⟨

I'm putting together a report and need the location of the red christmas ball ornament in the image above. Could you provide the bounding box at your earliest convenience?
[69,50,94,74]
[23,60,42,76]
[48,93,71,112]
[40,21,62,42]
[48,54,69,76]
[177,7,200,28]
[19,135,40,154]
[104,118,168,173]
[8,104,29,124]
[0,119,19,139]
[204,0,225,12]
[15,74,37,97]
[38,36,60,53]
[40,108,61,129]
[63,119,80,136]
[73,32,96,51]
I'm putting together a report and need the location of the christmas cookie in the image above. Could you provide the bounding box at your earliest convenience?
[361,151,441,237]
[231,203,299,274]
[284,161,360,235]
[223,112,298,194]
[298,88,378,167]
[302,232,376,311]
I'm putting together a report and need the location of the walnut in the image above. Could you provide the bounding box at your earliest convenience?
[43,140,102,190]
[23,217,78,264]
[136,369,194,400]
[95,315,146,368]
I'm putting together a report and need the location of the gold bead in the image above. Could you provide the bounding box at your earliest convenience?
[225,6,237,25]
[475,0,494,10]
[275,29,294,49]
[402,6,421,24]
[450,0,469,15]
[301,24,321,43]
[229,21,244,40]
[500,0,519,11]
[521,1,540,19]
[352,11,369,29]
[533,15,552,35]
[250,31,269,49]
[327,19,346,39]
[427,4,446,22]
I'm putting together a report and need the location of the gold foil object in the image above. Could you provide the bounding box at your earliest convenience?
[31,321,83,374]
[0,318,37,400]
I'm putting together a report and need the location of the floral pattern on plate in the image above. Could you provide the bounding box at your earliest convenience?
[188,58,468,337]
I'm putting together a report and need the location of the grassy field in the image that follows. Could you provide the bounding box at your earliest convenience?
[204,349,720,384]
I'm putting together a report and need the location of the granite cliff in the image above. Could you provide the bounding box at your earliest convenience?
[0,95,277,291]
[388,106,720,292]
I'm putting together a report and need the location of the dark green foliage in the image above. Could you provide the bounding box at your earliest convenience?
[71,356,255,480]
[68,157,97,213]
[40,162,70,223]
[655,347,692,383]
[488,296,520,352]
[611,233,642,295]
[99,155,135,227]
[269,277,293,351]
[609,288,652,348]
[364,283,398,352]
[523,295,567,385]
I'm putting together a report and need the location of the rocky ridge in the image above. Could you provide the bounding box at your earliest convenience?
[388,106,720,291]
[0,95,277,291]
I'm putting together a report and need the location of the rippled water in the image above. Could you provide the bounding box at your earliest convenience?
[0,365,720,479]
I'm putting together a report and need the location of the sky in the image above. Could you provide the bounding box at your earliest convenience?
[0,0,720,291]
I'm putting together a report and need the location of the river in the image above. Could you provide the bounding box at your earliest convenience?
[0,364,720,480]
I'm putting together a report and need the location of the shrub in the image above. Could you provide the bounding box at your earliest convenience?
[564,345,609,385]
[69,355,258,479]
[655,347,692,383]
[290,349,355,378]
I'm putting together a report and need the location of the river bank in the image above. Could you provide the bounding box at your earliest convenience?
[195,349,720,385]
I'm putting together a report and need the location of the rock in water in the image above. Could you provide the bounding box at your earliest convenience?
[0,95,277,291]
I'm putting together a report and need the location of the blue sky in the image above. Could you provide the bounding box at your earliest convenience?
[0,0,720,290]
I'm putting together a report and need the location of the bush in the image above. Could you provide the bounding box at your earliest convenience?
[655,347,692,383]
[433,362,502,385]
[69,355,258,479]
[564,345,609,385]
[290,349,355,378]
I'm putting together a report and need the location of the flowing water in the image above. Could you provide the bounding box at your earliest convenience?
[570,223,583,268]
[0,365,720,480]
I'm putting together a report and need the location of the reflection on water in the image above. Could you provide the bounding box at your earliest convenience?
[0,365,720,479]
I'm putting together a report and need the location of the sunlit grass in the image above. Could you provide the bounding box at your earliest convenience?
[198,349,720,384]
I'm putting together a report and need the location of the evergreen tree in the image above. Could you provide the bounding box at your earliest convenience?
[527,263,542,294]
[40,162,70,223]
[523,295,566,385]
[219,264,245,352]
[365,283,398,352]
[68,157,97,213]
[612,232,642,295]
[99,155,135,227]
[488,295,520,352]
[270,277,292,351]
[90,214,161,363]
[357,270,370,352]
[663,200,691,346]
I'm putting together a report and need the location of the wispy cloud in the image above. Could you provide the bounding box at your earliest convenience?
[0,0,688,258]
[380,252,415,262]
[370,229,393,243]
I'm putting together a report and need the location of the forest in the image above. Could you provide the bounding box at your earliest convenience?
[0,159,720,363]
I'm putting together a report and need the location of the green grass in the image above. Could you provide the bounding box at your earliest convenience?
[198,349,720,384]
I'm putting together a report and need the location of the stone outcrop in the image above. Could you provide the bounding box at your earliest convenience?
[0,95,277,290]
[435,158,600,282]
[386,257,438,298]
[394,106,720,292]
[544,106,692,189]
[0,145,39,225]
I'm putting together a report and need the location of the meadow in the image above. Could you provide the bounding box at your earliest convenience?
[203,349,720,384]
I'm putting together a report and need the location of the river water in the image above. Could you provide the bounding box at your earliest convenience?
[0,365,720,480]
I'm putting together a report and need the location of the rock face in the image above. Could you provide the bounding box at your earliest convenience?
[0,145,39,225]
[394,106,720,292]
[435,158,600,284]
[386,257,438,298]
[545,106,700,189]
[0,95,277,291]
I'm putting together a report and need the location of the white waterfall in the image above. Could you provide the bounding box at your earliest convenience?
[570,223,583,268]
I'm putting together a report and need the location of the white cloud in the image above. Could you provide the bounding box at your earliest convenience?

⟩

> TASK DETAILS: Rewrite all of the items above, putting "as soon as possible" wherever "at your earliest convenience" appears and leaving everything else unchanged.

> EXERCISE SOLUTION:
I'm putting together a report and need the location of the red christmas ball ornament in the image above. Could you provide the bounding box as soon as possible?
[69,50,94,74]
[23,60,42,76]
[48,93,71,112]
[40,21,62,42]
[48,54,69,76]
[177,7,200,28]
[19,135,40,154]
[104,118,168,173]
[8,104,29,124]
[0,119,19,139]
[204,0,225,12]
[15,74,37,97]
[38,36,60,53]
[40,108,61,129]
[63,119,80,136]
[73,32,96,51]
I'm putting together a report and need the location of the christmas cookie in the image above. Could you provide the bounding box as soon as possible?
[361,151,441,237]
[231,203,299,274]
[284,161,360,235]
[223,112,298,194]
[298,88,378,167]
[302,232,376,311]
I'm putting together a report and need the location of the walnut in the image above. Could you provide the bounding box as soon as possible?
[43,140,102,190]
[23,217,78,264]
[136,369,194,400]
[95,315,146,368]
I'm putting together a report and need the location of the gold bead in the image above. Could you provide the bounding box as soon as possible?
[225,6,237,25]
[475,0,494,10]
[275,29,294,49]
[402,6,421,24]
[450,0,469,15]
[301,24,321,43]
[229,21,244,40]
[500,0,519,11]
[521,1,540,19]
[352,11,369,29]
[533,15,552,35]
[250,31,269,49]
[327,19,346,39]
[427,4,446,22]
I'm putting together a report and need the location of the gold foil object in the image above. Could you provide the bounding box as soon as possible?
[31,321,83,374]
[0,318,37,400]
I'm putting together a report and need the location of the floral pattern on plate in the image above. Could you provide the bounding box as soon as possible?
[188,58,468,337]
I'm putting together a report and need the location of the grassy field in the image that follows. Could you provide the bounding box as soon as possible?
[204,349,720,384]
I'm putting together a report and need the location of the granite cliff in the image above. Could you provide the bounding box as soon as possible?
[0,95,277,291]
[388,106,720,292]
I'm putting together a report and need the location of the dark green foliage in the image above. Could you provide the bounding box as soon as possible?
[71,356,255,480]
[68,157,97,213]
[40,162,70,223]
[655,347,692,383]
[488,296,520,352]
[611,233,642,295]
[99,155,135,227]
[269,277,293,351]
[609,288,652,348]
[364,283,398,352]
[523,295,567,385]
I'm putting together a report and need the location of the rocky ridge in the image above. Could you provide the bounding box as soon as possible?
[388,106,720,291]
[0,95,277,291]
I'm putting together a report and need the location of the rippled water in the image above. Could you provide the bounding box as soon as possible?
[0,365,720,479]
I'm putting together a report and need the location of the sky in the image above. Could you provide the bounding box as soon as possible?
[0,0,720,291]
I'm putting together a report and need the location of the river in the image above. Could you provide the bounding box as soon as possible?
[0,364,720,480]
I'm putting together a report and need the location of the shrub in the image above. Could you provide the bounding box as soon as possible?
[564,345,609,385]
[69,355,258,479]
[655,347,692,383]
[290,349,355,378]
I'm putting together a report and need the location of the river bank in the image above. Could you provide the bounding box as soon as possible?
[195,349,720,385]
I'm putting together a report and need the location of the rock in water in the image above. Could you provide the bounding box as soon as possible?
[0,95,277,291]
I'm putting together a report and need the location of the blue sky in the image above. Could you provide the bounding box as soon as possible?
[0,0,720,290]
I'm putting together a report and need the location of the bush in the image above. Could you provide the bounding box as soon as possible?
[655,347,692,383]
[433,362,502,385]
[69,355,258,479]
[564,345,609,385]
[290,349,355,378]
I'm putting together a report and need the location of the flowing water in the image above. Could you provide the bounding box as soon as possible?
[570,223,583,268]
[0,365,720,480]
I'm putting together a report and need the location of the reflection on water in the image above. Could you provide the bounding box as soon as possible?
[0,365,720,479]
I'm putting together a report and need the location of the sunlit grass in the image above. Could you provide the bounding box as soon as possible?
[198,349,720,384]
I'm putting together a report and need the location of the evergreen tree in the image above. Could you provide the bounding box as soon as possible?
[527,263,542,294]
[40,162,70,223]
[523,295,566,385]
[219,264,245,352]
[365,283,398,352]
[68,157,97,213]
[612,232,642,295]
[99,155,135,227]
[488,295,520,352]
[270,277,292,351]
[90,214,161,363]
[357,270,370,352]
[663,200,691,346]
I'm putting together a report and need the location of the wispy cloud in the image above. Could you provide the bounding box as soon as possible?
[0,0,688,258]
[380,252,415,262]
[370,229,393,243]
I'm putting together a report and need the location of the forest in the image above. Could you provide the bounding box as soon as possible?
[0,159,720,363]
I'm putting together a report and need the location of the green grass in the image above. Could you provide the bounding box as soon as possible?
[198,349,720,384]
I'm putting together a report and need the location of the stone outcrop in the image above. Could you provide the bounding box as soon as possible?
[0,95,277,290]
[435,158,600,282]
[386,257,438,298]
[394,106,720,292]
[544,106,692,189]
[0,145,39,225]
I'm putting together a report and need the location of the meadow in the image above. Could you provide the bounding box as soon as possible?
[203,349,720,384]
I'm putting together a report and need the location of the river water in the image above. Could you provide the bounding box as soon as possible?
[0,365,720,480]
I'm putting together a report and need the location of the rock face in the image above. Could you provide the bounding box as soon as possible?
[0,145,39,225]
[394,106,720,292]
[435,158,600,284]
[386,257,438,298]
[545,106,700,189]
[0,95,277,291]
I'm putting together a report and need the location of the white waterfall in the image above. Could you provide the bounding box as soon as possible?
[570,223,583,268]
I'm putting together a report and need the location of the white cloud in the image above. Could you provide the bounding box as soon as possible?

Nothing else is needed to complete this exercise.